Rewrite the records from the line containing "Where can the blue baseball" through the last line, that line included, swapping "baseball cap" for "sun visor" and leaving everything else unchanged.

★ ★ ★ ★ ★ ★ ★

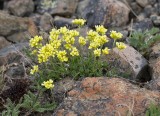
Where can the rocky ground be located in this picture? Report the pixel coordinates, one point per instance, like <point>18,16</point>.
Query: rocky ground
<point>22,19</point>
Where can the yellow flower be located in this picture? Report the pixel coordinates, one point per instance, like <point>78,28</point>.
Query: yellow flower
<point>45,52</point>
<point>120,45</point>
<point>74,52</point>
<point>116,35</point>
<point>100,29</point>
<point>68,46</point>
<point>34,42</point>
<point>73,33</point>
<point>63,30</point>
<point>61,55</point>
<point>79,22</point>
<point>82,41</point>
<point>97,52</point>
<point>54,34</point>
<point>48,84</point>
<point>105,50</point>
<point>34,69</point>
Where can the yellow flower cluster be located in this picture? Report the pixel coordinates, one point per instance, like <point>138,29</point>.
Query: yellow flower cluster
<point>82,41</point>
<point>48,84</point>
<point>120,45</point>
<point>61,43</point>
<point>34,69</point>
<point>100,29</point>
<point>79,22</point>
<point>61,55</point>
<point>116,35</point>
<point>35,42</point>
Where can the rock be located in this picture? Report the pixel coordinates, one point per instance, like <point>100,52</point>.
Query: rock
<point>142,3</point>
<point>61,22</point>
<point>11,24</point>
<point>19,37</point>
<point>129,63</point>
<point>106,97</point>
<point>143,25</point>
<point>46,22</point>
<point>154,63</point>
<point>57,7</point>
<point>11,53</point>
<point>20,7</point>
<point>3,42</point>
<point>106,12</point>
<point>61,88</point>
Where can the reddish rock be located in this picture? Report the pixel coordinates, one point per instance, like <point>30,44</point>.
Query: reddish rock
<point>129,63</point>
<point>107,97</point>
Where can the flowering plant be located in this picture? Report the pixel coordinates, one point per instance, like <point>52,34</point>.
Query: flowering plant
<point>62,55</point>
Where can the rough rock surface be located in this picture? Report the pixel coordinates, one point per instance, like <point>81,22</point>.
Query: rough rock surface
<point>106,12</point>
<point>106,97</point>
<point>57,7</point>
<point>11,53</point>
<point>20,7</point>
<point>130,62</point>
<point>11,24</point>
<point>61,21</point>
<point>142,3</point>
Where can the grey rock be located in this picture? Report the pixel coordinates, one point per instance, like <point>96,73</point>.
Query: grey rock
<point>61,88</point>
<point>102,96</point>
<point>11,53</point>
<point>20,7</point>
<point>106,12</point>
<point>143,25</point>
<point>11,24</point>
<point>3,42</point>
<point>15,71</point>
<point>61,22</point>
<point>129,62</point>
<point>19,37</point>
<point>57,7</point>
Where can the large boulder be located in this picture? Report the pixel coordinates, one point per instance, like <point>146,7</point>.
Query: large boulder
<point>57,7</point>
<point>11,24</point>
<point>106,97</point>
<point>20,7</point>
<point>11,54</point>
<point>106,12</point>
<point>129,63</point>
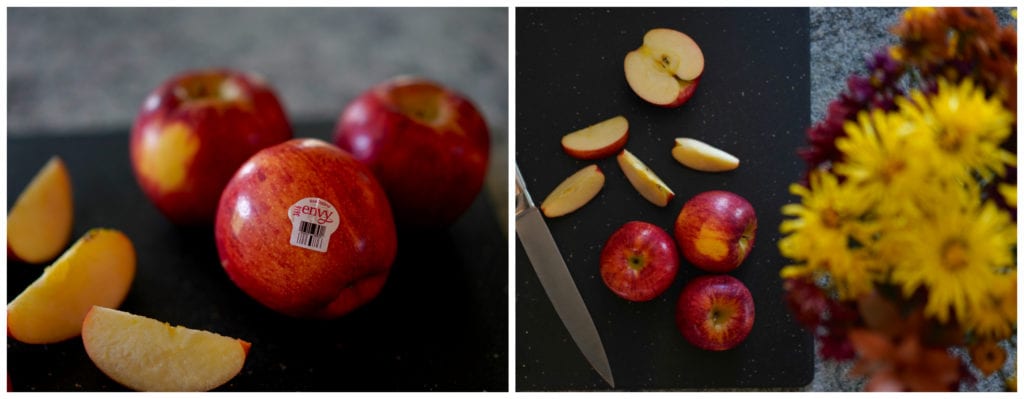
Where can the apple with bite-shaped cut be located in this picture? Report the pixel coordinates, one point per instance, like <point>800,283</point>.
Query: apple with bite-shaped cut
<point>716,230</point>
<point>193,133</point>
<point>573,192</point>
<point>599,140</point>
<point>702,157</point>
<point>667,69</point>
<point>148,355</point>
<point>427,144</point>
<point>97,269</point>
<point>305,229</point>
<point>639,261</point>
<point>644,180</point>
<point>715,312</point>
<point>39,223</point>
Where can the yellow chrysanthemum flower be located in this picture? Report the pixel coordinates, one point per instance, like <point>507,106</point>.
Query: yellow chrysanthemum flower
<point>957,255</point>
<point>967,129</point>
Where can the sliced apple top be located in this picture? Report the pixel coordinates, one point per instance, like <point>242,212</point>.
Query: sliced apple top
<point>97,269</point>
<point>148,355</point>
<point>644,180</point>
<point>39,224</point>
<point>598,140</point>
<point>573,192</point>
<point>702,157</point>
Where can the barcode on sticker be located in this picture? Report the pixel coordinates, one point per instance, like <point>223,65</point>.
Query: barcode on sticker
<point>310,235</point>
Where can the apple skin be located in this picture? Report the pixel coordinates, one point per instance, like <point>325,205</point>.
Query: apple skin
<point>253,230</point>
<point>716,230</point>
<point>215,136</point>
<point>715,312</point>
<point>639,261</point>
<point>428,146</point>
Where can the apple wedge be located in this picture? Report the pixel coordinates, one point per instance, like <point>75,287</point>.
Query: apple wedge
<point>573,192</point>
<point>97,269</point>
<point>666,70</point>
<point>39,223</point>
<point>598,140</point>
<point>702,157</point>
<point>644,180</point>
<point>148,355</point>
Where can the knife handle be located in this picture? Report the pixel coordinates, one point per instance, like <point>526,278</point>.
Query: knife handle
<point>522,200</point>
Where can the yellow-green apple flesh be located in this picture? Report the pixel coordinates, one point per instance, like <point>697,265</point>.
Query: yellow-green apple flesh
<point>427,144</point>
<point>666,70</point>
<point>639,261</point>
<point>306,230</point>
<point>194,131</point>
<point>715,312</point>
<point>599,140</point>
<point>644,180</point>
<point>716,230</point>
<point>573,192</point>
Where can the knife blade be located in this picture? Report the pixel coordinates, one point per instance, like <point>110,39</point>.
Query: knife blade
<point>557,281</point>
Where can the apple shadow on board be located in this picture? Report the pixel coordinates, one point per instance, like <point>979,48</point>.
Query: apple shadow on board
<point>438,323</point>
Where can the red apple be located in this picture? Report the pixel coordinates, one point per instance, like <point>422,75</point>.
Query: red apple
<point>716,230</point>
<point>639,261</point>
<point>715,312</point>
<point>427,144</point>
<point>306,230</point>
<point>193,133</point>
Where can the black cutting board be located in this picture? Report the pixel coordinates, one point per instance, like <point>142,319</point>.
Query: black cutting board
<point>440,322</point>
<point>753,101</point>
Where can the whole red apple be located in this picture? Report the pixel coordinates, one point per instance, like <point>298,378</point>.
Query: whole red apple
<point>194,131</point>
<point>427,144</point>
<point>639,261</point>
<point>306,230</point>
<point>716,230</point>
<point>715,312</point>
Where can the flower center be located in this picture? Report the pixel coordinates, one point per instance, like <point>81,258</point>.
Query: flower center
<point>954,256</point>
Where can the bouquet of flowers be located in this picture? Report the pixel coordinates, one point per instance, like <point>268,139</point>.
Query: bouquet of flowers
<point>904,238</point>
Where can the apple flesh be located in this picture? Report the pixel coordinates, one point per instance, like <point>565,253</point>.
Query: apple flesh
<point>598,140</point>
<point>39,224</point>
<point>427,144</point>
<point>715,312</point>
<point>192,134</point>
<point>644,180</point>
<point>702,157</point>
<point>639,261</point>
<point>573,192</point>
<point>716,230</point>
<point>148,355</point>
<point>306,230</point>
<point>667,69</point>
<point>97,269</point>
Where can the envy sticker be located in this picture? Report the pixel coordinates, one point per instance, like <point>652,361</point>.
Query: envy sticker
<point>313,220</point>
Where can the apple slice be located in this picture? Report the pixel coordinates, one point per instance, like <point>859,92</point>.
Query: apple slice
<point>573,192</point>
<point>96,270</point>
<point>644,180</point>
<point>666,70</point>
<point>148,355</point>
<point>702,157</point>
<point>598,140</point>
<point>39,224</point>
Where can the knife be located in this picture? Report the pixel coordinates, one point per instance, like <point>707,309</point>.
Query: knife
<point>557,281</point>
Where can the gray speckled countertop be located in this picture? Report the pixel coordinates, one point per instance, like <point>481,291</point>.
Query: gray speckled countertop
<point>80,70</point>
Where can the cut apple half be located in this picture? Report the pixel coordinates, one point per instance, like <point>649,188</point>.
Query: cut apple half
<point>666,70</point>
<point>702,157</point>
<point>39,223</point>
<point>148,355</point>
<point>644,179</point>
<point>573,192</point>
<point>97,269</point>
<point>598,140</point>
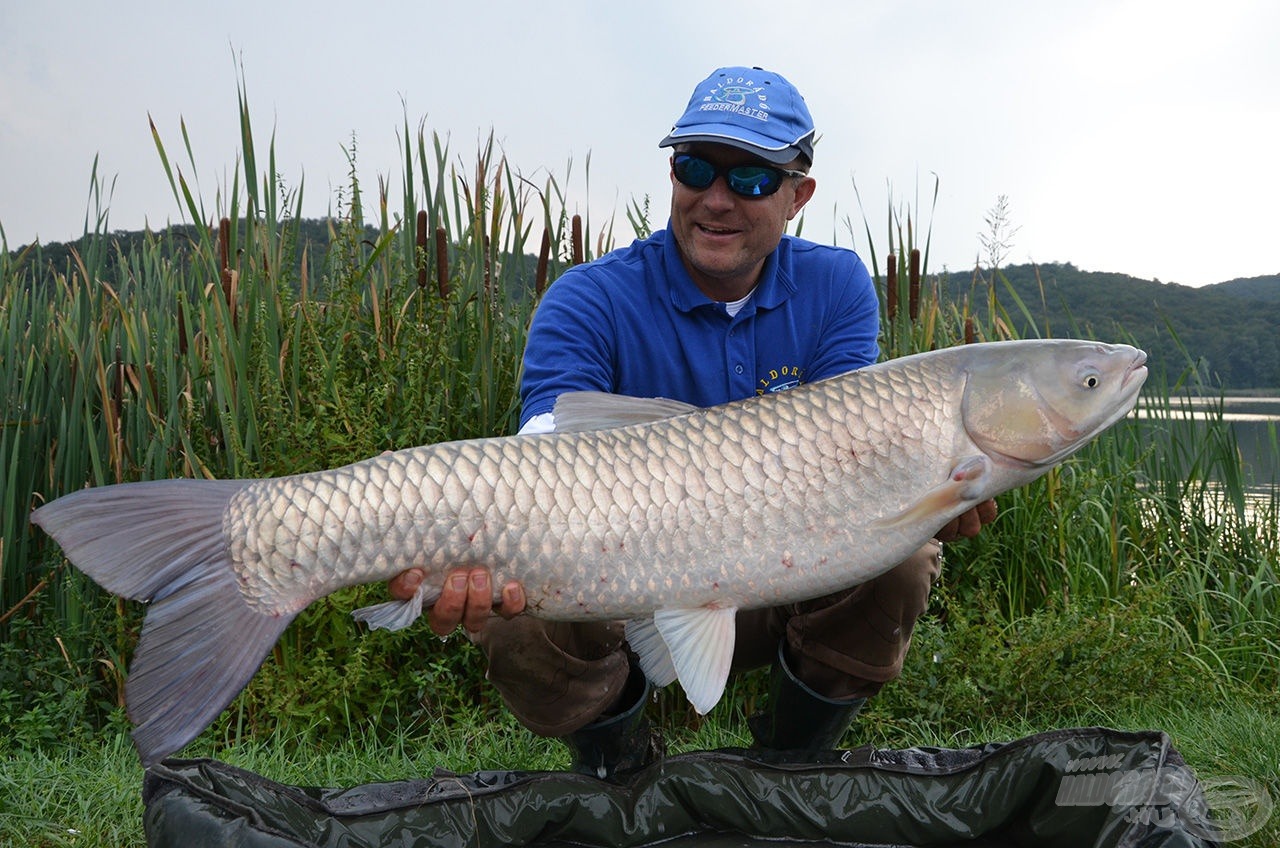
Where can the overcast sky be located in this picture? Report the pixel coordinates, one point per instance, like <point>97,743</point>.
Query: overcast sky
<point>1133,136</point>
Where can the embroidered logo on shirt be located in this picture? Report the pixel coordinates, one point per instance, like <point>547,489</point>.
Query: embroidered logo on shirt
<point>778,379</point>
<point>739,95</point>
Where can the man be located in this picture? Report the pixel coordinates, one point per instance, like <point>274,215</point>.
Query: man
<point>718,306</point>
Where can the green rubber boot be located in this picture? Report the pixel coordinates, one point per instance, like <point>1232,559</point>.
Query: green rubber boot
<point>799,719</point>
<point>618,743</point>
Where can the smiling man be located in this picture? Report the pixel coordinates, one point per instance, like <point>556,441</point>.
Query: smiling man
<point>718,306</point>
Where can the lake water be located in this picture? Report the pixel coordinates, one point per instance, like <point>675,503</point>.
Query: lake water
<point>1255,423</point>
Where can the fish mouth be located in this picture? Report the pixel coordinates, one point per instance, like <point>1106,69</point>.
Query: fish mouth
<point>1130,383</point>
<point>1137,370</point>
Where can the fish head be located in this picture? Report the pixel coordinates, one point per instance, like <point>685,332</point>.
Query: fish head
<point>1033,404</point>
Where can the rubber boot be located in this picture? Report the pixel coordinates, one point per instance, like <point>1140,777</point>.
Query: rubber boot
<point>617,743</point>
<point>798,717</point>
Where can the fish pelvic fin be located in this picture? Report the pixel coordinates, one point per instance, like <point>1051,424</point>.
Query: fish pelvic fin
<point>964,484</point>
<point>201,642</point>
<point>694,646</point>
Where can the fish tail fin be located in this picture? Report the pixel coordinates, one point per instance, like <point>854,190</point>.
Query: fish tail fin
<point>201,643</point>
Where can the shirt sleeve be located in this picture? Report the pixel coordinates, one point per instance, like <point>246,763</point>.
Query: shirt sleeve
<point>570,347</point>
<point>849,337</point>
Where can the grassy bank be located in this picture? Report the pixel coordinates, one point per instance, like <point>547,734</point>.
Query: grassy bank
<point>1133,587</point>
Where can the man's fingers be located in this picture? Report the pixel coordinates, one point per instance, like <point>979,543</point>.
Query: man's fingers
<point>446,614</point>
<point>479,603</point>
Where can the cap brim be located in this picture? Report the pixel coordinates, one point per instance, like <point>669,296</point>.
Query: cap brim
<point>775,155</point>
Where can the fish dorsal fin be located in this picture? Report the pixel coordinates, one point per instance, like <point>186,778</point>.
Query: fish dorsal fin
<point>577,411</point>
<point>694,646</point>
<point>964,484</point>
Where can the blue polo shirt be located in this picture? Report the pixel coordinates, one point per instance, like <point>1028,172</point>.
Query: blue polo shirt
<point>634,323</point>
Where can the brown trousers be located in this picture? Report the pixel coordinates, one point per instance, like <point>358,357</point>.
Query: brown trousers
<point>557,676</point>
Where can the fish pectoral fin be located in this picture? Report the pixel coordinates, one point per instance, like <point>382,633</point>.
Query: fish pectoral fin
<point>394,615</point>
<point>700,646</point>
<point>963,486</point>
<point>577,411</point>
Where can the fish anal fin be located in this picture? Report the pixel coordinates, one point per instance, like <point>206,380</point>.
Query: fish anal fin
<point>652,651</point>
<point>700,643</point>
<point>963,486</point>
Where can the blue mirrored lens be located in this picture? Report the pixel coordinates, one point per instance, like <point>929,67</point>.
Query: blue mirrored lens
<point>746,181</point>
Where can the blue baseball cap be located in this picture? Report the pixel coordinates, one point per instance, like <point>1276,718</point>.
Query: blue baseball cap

★ ★ ★ ★ ★ ★ ★

THE SOLUTION –
Where can the blue sun visor be located in this picture? Report the pixel coordinates, one point per instance, like <point>1276,718</point>.
Query: blue sun visor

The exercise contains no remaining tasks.